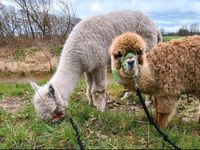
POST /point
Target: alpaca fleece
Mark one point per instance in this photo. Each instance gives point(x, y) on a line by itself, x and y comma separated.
point(167, 71)
point(86, 50)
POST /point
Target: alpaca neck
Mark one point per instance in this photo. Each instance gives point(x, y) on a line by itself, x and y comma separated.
point(146, 80)
point(65, 80)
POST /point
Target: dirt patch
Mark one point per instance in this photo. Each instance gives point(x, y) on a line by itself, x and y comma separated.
point(11, 105)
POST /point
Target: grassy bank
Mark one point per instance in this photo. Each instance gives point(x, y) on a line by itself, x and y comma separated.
point(122, 125)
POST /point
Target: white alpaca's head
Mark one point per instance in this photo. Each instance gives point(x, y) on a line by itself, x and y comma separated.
point(47, 101)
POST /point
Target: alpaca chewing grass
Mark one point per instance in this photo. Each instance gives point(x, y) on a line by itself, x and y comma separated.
point(86, 51)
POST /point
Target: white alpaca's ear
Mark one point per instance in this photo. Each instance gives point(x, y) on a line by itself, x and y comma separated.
point(34, 85)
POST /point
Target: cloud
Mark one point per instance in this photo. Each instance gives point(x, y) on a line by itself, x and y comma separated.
point(165, 13)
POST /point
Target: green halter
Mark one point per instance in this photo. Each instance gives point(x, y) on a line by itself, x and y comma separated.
point(114, 72)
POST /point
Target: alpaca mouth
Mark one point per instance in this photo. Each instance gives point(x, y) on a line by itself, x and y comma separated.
point(57, 116)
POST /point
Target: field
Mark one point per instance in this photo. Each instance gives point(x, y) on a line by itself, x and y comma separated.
point(122, 126)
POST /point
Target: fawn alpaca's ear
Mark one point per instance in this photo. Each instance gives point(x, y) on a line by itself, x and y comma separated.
point(34, 85)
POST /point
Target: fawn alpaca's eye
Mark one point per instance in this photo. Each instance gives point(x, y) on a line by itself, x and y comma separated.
point(118, 55)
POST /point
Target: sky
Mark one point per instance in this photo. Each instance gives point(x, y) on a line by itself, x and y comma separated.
point(167, 14)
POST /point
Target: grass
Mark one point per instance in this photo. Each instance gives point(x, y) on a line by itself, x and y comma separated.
point(168, 38)
point(118, 127)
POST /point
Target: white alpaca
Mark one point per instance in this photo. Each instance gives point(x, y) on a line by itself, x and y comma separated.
point(86, 50)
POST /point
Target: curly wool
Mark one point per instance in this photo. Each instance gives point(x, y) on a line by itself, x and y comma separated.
point(167, 71)
point(86, 50)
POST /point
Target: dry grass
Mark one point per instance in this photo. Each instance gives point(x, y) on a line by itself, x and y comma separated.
point(28, 56)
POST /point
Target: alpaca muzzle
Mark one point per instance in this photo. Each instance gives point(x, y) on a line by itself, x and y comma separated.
point(57, 116)
point(122, 64)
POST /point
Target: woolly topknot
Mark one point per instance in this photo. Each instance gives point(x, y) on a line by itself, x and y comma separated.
point(128, 42)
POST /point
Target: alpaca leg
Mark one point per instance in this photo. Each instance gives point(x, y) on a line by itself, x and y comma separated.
point(165, 109)
point(99, 88)
point(89, 82)
point(198, 119)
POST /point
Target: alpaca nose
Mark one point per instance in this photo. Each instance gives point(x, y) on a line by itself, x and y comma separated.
point(131, 63)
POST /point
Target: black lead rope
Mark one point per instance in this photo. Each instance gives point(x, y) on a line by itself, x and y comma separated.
point(78, 137)
point(165, 136)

********************

**JOB**
Every record gets retyped exactly; no picture goes into the copy.

**TASK ANSWER**
POST /point
Target: alpaca fleece
Mark one point per instance in this photo. Each instance gives point(x, y) on a line by itself, x and y comma separated.
point(167, 71)
point(86, 50)
POST /point
Target: alpaca neck
Mark one point per instance in this photo. Each instance gives point(x, y) on a line by itself, x and y comma separated.
point(146, 80)
point(65, 80)
POST /point
Target: dirt patch
Mark one point per instance in this photo. Each instance gives point(x, y) on a line by itself, x and y comma separated.
point(11, 105)
POST /point
Target: grassy bank
Mark one point per instance in this photo. Each instance gives point(x, y) on a line by itself, x and y comma separated.
point(122, 125)
POST /point
Target: white alpaca's head
Mark one point per instance in this photo. Each instance gives point(x, y) on a line by itself, x and y comma separated.
point(47, 101)
POST /point
Target: alpaca chewing grass
Mark one point per instance in this photo. Each instance gives point(x, y) on a line by itself, x and y comma separated.
point(86, 51)
POST /point
Target: white alpaca's ear
Mark one point per instance in this photo. Each instance gives point(x, y) on a line by itself, x and y comma separated.
point(34, 85)
POST /point
Target: cloud
Mark one point per instance in this photo. Each instance gives point(x, y) on a line by itself, x and y comma separated.
point(165, 13)
POST /point
Target: green halter
Mark one point per instance in this photo. Each instance gives point(x, y) on a line by itself, x and y comma separated.
point(114, 72)
POST /point
Target: alpaca mouth
Mark one point per instance in this photo. Each instance gives point(x, y) on a line by itself, x and y comma separated.
point(57, 116)
POST /point
Target: field
Mark one point per instance in this photo. Each instance gives point(x, y) on a line by itself, x and y comma separated.
point(122, 126)
POST /point
Target: fawn alpaca's ear
Mark one point per instance in this photo. Each instance gives point(x, y) on a line by itself, x and y comma separated.
point(34, 85)
POST /point
Target: fawn alpaca's eye
Mark one point per instance in this photo. Each instance gives point(x, y) on a line by itself, x and y comma separated.
point(118, 55)
POST /point
Target: sky
Mark one point per instance in this photo. Each instance gives point(x, y) on a line by itself, x and y comma separated.
point(167, 14)
POST /point
Target: grass
Mark one point per instance in this photo. Each instance gives point(x, y) on a line by itself, x and y comma separated.
point(168, 38)
point(118, 127)
POST /point
Target: white alpaca
Mark one point per instance in this photo. Each instance gives point(x, y) on a line by itself, x and y comma separated.
point(86, 50)
POST /point
Target: curly wool
Mark one point per instance in this photo. Each instance gives point(x, y) on a line by itself, x and y comma separated.
point(167, 71)
point(86, 50)
POST /point
Target: dry grass
Mark one point per instance in this photo. Each instance gives point(x, y) on a line by itself, x and y comma separated.
point(28, 56)
POST /point
Target: alpaca muzzle
Mark one point per instance in this photo. Each instance gives point(x, y) on a line by itself, x and y comma separated.
point(57, 116)
point(122, 64)
POST /point
Target: woolly topknot
Mark one point per instance in this photo. Each instance gives point(x, y) on a line by itself, x and y comma separated.
point(128, 42)
POST /point
Target: alpaca leg
Mark one point per instance in this photo. Each instance gives point(x, y) on a line by itself, x and y comma separated.
point(165, 109)
point(99, 88)
point(89, 82)
point(198, 119)
POST /point
Target: alpaca nose
Mark one point per instance in this photo. Each instance gives point(x, y) on a line by itself, x and y comma separated.
point(131, 63)
POST /point
Target: black lead rope
Mark one point per instance in this photo. Each instance gives point(x, y) on a line by itself, x and y comma separated.
point(78, 137)
point(165, 136)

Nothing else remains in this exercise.